» Region pointing data
☆ ☆ ☆ ☆
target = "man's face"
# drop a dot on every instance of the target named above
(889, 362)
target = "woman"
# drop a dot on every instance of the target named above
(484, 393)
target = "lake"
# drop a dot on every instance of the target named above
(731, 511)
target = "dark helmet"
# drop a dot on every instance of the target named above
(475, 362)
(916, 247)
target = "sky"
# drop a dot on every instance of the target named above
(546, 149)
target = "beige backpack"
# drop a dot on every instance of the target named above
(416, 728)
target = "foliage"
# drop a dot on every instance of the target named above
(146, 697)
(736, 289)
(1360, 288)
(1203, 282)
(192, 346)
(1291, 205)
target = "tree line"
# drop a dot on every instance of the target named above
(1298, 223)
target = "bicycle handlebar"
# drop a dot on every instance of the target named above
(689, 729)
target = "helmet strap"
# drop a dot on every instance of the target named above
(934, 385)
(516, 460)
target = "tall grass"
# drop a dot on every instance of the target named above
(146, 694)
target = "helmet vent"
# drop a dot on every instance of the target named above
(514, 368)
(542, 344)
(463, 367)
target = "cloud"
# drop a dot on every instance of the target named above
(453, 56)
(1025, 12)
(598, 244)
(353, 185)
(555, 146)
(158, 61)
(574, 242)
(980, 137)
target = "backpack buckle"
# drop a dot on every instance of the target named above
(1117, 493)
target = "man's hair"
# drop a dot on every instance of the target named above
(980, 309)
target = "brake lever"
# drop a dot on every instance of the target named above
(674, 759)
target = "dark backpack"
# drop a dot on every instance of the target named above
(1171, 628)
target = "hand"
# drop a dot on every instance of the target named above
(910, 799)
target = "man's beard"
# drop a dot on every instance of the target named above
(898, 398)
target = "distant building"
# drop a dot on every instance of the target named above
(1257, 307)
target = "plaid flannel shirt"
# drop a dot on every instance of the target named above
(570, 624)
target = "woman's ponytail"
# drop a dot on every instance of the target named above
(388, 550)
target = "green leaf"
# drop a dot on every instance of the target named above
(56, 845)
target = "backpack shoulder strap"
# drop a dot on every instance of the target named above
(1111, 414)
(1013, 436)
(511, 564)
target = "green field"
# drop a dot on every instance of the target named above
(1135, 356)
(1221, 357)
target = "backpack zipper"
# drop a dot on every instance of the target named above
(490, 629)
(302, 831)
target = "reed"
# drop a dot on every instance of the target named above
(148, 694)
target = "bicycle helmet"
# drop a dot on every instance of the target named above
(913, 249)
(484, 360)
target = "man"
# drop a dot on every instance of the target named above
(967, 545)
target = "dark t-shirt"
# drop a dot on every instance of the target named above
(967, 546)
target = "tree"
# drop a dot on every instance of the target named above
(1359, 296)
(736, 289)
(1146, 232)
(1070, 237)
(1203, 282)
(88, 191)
☆ ☆ ☆ ☆
» What to do
Nothing added, nothing dropped: copy the data above.

» Written solution
target = "man's face"
# drop a dot on every instance of the target named above
(889, 362)
target = "woman"
# drop a dot on every instance of the target named above
(484, 393)
target = "lake"
# drop a dot on every instance of the target named above
(731, 511)
target = "dark helmet"
# drop a dot on every instance of the target named above
(475, 362)
(916, 247)
target = "sky"
# drop a dot on every instance of the target named above
(546, 149)
target = "beige backpack"
# drop a dot on every instance of the target named above
(416, 728)
target = "foliage"
# drop a dot on every instance of the target named above
(146, 697)
(736, 289)
(1360, 288)
(1203, 282)
(192, 346)
(1291, 205)
target = "tree line"
# drop a dot on every instance of the target named above
(1298, 223)
target = "bicycle handlebar"
# drop a dot on every instance of the target named above
(689, 729)
target = "helmet strap"
# drop a dot on every instance of the target named above
(934, 385)
(516, 460)
target = "tall grass"
# drop a dot on every instance of the target named above
(146, 694)
target = "helmet vent"
# drop a dot on every instance of the target named above
(514, 368)
(542, 344)
(463, 367)
target = "cloud"
# drop a dot on every instance of the target named above
(453, 56)
(1025, 12)
(598, 244)
(353, 185)
(555, 146)
(158, 61)
(574, 242)
(980, 137)
target = "backpack buckle"
# drop a dot on every instance of the target named above
(1117, 493)
target = "man's hair"
# drop a dot on every instance of the target named above
(980, 309)
target = "brake lever"
# drop a dot on every instance of the target named above
(674, 759)
target = "dark backpack"
# drop a dot on every instance of the target named above
(1171, 628)
target = "hand"
# drop a dot on every instance of the target named above
(910, 799)
target = "man's beard"
# drop a dot on every instance of the target named above
(898, 398)
target = "distant building"
# drop a dot on every instance of the target named above
(1257, 307)
target = "plaid flannel shirt"
# drop a dot on every instance of the target named above
(570, 624)
target = "woman's ponytail"
# drop a dot on every instance of the target named above
(388, 550)
target = "green leaf"
# drop a dot on every instance of the target named above
(56, 845)
target = "backpack shoulder strap"
# drop a dot on every instance of the target named above
(1111, 414)
(1013, 436)
(511, 564)
target = "green field"
# drop a dot on every instance of the target named above
(1135, 356)
(1221, 357)
target = "backpack zipper"
# drop a dot on every instance of the target named above
(490, 629)
(302, 831)
target = "reed"
# drop a dot on every instance of the target named above
(148, 694)
target = "bicycle helmet"
# drop a dot on every instance of the target named above
(913, 249)
(484, 360)
target = "man"
# drop a dot on every instance of the target named above
(967, 545)
target = "dark t-shirt"
# drop a dot on every instance of the target named above
(967, 546)
target = "tree"
# drop a dot on every instance of the target named above
(1359, 296)
(736, 289)
(1146, 232)
(1070, 237)
(1203, 282)
(88, 191)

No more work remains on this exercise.